COMPLETE THE FOLLOWING:
- A) List every name for the game given in the Snakes and Ladders fact sheet.
- B) Reproduce the Snakes and Ladders fact sheet word for word from "A bit of luck" to "ladders and avoiding snakes.".
- C) According to the Snakes and Ladders fact sheet, what size is the board's grid of squares often?

Snakes and Ladders

Snakes and Ladders

A bit of luck will give you fame in Snakes and Ladders!

  • Snakes and Ladders is a luck based board game with the aim to advance from the lowest square to the highest square by climbing ladders and avoiding snakes.
  • The board of Snakes and Ladders is a grid of squares, often 10 by 10, and the head and tail of snakes and the top and bottom of ladders that are typically pictured on the board, touch two separate squares per object.
  • The number of squares, ladders, and snakes, as well as their positions on the game board, each vary across different Snakes and Ladders boards, however the game is usually played with a dice or spinner, and a playing piece per person.
  • Landing on a snake head in Snakes and Ladders will usually cause the player to move to the respective snake tail, while landing at the base of a ladder will allow the player to move their piece to the top of the ladder.
  • There are numerous versions of the Snakes and Ladders game, featuring other objects to fall or slide down, or climb up, and the game is also known as ‘Chutes and Ladders’, particularly in America, where snakes were replaced with slides.

Snakes and Ladder, Board Games, Ten Random Facts, Trivia, Checkered, Counters, Assortment

  • Snakes and Ladders is derived from an Ancient Indian Hindu game that was possibly played as early as the 100s BC, where the game was used to illustrate the good and bad deeds of life, and was called ‘Moksha Patamu’ or similar.

RECORD EXTRACTS:
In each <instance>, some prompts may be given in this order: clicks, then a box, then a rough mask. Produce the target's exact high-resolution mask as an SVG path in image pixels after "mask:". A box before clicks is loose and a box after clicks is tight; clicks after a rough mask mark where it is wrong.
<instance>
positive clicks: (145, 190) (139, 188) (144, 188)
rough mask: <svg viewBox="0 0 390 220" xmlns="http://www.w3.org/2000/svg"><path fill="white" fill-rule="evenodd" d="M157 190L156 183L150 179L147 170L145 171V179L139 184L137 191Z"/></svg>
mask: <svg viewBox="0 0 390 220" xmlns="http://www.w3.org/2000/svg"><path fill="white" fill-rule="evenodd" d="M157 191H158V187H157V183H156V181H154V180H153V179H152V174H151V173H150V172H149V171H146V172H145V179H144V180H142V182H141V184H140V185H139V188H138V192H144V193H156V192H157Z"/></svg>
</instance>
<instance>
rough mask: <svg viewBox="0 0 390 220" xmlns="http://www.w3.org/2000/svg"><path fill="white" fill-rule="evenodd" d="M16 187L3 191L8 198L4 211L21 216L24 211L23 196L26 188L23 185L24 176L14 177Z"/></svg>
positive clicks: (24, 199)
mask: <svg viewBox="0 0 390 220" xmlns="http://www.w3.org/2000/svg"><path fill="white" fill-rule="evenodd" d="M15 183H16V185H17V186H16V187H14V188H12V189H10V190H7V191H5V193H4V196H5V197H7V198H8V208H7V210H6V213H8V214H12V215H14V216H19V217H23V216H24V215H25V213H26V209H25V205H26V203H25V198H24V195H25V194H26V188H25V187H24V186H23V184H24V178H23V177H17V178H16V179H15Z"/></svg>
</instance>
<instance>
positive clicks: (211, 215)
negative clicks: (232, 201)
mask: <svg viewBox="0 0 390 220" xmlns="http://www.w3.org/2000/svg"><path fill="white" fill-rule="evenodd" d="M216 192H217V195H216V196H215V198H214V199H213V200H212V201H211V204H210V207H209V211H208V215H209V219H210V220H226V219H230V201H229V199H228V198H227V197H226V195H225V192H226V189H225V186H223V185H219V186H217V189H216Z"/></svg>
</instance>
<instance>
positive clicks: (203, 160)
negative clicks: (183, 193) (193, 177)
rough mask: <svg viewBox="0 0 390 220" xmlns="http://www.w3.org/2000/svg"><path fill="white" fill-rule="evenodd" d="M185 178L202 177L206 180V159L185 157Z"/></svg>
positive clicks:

SOLUTIONS TO THE TASKS:
- A) Snakes and Ladders, Chutes and Ladders, Moksha Patamu

- B)
A bit of luck will give you fame in Snakes and Ladders!

  • Snakes and Ladders is a luck based board game with the aim to advance from the lowest square to the highest square by climbing ladders and avoiding snakes.

- C) It is often 10 by 10.